DIRECTION
Present every one of the rows below as a Markdown table with the columns No. and Line, giving each its number and leaving out any blank lines.

DATA FOR THIS TASK
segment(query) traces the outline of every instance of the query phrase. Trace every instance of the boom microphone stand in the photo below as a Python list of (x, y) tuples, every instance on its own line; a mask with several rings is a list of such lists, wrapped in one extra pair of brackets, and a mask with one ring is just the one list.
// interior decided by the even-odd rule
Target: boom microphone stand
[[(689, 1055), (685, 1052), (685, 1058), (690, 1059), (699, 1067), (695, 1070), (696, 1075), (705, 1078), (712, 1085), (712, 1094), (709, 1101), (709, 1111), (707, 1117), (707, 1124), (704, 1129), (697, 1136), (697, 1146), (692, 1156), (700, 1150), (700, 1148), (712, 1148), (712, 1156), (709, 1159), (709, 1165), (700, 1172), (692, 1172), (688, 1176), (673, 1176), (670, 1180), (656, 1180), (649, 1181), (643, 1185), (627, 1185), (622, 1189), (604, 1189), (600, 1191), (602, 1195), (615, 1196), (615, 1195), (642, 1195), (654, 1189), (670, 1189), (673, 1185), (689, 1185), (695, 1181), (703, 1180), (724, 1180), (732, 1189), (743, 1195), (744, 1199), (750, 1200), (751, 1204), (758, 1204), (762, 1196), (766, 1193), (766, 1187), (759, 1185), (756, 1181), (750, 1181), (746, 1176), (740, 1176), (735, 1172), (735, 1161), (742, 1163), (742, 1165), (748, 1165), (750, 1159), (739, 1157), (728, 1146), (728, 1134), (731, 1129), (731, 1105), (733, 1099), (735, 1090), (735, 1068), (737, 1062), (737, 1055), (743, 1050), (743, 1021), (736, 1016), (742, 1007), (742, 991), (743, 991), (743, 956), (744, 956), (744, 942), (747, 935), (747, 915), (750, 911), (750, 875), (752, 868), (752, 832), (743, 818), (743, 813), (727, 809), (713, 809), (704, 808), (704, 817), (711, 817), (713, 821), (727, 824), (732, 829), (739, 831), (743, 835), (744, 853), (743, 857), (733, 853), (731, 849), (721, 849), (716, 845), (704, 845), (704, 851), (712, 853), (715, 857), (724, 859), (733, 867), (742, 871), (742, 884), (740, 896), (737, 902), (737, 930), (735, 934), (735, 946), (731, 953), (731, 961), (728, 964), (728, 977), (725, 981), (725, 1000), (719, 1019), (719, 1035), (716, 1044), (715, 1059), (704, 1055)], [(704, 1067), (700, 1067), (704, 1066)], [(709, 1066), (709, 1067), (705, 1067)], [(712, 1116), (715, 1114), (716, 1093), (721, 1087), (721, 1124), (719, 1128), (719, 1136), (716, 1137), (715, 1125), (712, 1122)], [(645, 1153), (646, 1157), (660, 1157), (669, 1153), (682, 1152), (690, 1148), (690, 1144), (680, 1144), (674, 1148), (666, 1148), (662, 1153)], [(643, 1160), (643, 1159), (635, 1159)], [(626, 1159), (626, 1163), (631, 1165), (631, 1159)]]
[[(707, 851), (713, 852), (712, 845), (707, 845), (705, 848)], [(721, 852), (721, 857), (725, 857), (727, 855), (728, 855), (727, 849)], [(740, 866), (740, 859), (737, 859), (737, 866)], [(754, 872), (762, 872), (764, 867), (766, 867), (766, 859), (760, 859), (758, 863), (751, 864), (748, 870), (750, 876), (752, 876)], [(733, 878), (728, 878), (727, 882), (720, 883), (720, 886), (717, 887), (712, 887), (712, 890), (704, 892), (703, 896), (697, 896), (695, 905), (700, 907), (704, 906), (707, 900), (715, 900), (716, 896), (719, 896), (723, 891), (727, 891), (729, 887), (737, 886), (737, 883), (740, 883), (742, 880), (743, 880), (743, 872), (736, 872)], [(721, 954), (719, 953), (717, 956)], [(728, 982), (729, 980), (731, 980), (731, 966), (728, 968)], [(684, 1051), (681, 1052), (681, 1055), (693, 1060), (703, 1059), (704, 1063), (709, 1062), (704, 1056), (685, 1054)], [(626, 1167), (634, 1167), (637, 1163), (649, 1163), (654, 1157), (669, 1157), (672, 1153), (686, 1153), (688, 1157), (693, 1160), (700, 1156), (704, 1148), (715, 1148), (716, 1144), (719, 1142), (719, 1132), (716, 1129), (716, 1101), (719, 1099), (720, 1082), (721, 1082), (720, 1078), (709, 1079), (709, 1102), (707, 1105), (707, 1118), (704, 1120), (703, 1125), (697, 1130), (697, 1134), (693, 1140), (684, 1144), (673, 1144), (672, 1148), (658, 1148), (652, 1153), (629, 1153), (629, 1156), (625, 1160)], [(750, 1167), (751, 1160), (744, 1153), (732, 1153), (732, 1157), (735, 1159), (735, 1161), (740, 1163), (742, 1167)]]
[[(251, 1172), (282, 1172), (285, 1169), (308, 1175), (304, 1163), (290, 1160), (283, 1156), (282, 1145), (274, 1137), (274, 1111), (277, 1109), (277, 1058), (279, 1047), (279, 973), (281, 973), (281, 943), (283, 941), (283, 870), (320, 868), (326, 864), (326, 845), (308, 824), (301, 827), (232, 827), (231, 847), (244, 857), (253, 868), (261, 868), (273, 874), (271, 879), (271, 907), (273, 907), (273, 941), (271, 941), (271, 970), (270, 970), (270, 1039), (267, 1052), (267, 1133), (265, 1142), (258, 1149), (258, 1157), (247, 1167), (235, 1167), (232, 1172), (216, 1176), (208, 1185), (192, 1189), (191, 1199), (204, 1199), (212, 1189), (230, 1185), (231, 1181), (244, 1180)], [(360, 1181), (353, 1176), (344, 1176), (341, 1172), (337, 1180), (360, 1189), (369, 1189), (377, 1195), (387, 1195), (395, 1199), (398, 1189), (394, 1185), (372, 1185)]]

RESULT FOR THIS EXERCISE
| No. | Line |
|---|---|
| 1 | segment(query) traces the outline of every instance of the query phrase. Trace every instance of the boom microphone stand in the photo below as a Python list of (x, y) tuples, every instance on its own line; a mask with several rings is a list of such lists, wrapped in one extra pair of brackets, and a mask with one ring is just the one list. |
| 2 | // interior decided by the even-odd rule |
| 3 | Target: boom microphone stand |
| 4 | [[(689, 1055), (685, 1052), (685, 1058), (690, 1059), (699, 1067), (695, 1070), (696, 1075), (705, 1078), (712, 1085), (712, 1094), (709, 1101), (709, 1111), (707, 1117), (707, 1124), (704, 1129), (697, 1136), (697, 1146), (692, 1156), (700, 1150), (700, 1148), (712, 1148), (712, 1156), (709, 1159), (709, 1165), (700, 1172), (692, 1172), (688, 1176), (673, 1176), (670, 1180), (656, 1180), (649, 1181), (643, 1185), (627, 1185), (622, 1189), (604, 1189), (600, 1191), (602, 1195), (615, 1196), (615, 1195), (642, 1195), (654, 1189), (670, 1189), (673, 1185), (689, 1185), (695, 1181), (703, 1180), (724, 1180), (732, 1189), (743, 1195), (744, 1199), (750, 1200), (751, 1204), (758, 1204), (762, 1196), (766, 1193), (766, 1187), (759, 1185), (756, 1181), (750, 1181), (746, 1176), (740, 1176), (735, 1172), (735, 1161), (742, 1163), (742, 1165), (748, 1165), (750, 1159), (739, 1157), (728, 1146), (728, 1134), (731, 1129), (731, 1105), (733, 1099), (735, 1090), (735, 1068), (737, 1062), (737, 1055), (743, 1050), (743, 1021), (736, 1016), (742, 1007), (742, 991), (743, 991), (743, 956), (744, 956), (744, 942), (747, 935), (747, 915), (750, 911), (750, 875), (752, 868), (752, 832), (743, 818), (743, 813), (727, 809), (713, 809), (704, 808), (704, 817), (711, 817), (713, 821), (727, 824), (732, 829), (739, 831), (743, 835), (744, 853), (743, 857), (733, 853), (731, 849), (721, 849), (716, 845), (704, 845), (704, 851), (712, 853), (715, 857), (724, 859), (733, 867), (742, 871), (742, 884), (740, 896), (737, 902), (737, 930), (735, 934), (735, 946), (731, 953), (731, 961), (728, 964), (728, 977), (725, 981), (725, 1000), (719, 1019), (719, 1035), (716, 1044), (715, 1059), (704, 1055)], [(704, 1067), (700, 1067), (704, 1066)], [(709, 1066), (709, 1067), (705, 1067)], [(712, 1116), (715, 1114), (716, 1093), (721, 1087), (721, 1124), (719, 1128), (719, 1136), (716, 1137), (715, 1125), (712, 1122)], [(645, 1153), (646, 1157), (660, 1157), (669, 1153), (682, 1152), (690, 1148), (690, 1144), (680, 1144), (674, 1148), (666, 1148), (662, 1153)], [(643, 1160), (643, 1159), (635, 1159)], [(626, 1159), (626, 1163), (631, 1165), (631, 1159)]] |
| 5 | [[(707, 851), (713, 852), (712, 845), (707, 845), (705, 848)], [(721, 852), (721, 857), (725, 857), (727, 855), (728, 855), (727, 849)], [(740, 866), (740, 859), (737, 859), (737, 866)], [(754, 872), (762, 872), (764, 867), (766, 867), (766, 859), (760, 859), (758, 863), (751, 864), (748, 870), (750, 876), (752, 876)], [(733, 878), (728, 878), (727, 882), (720, 883), (720, 886), (717, 887), (712, 887), (712, 890), (704, 892), (703, 896), (697, 896), (695, 905), (700, 907), (704, 906), (707, 900), (715, 900), (716, 896), (719, 896), (723, 891), (727, 891), (729, 887), (737, 886), (737, 883), (740, 883), (742, 880), (743, 880), (743, 872), (736, 872)], [(721, 954), (719, 953), (717, 956)], [(728, 982), (729, 980), (731, 980), (731, 966), (728, 968)], [(684, 1051), (681, 1052), (681, 1055), (693, 1060), (703, 1059), (704, 1063), (709, 1062), (704, 1056), (685, 1054)], [(626, 1167), (634, 1167), (637, 1163), (649, 1163), (654, 1157), (669, 1157), (672, 1153), (686, 1153), (688, 1157), (693, 1160), (700, 1156), (704, 1148), (715, 1148), (716, 1144), (719, 1142), (719, 1132), (716, 1129), (716, 1101), (719, 1099), (720, 1082), (721, 1082), (720, 1078), (709, 1079), (709, 1102), (707, 1105), (707, 1118), (704, 1120), (703, 1125), (697, 1130), (697, 1134), (693, 1140), (684, 1144), (673, 1144), (672, 1148), (658, 1148), (652, 1153), (629, 1153), (629, 1156), (625, 1160)], [(750, 1167), (751, 1160), (744, 1153), (732, 1153), (732, 1157), (735, 1159), (735, 1161), (740, 1163), (742, 1167)]] |
| 6 | [[(251, 1172), (282, 1172), (285, 1169), (308, 1175), (304, 1163), (290, 1160), (283, 1156), (282, 1145), (274, 1137), (274, 1111), (277, 1109), (277, 1058), (279, 1047), (279, 973), (281, 973), (281, 943), (283, 941), (283, 870), (320, 868), (326, 864), (326, 845), (308, 824), (301, 827), (232, 827), (231, 847), (244, 857), (253, 868), (261, 868), (273, 874), (271, 879), (271, 907), (273, 907), (273, 941), (271, 941), (271, 970), (270, 970), (270, 1039), (267, 1052), (267, 1133), (265, 1142), (258, 1149), (258, 1157), (247, 1167), (235, 1167), (232, 1172), (216, 1176), (208, 1185), (192, 1189), (191, 1199), (204, 1199), (212, 1189), (230, 1185), (231, 1181), (244, 1180)], [(360, 1181), (353, 1176), (344, 1176), (341, 1172), (337, 1180), (360, 1189), (369, 1189), (377, 1195), (387, 1195), (395, 1199), (398, 1189), (394, 1185), (372, 1185)]] |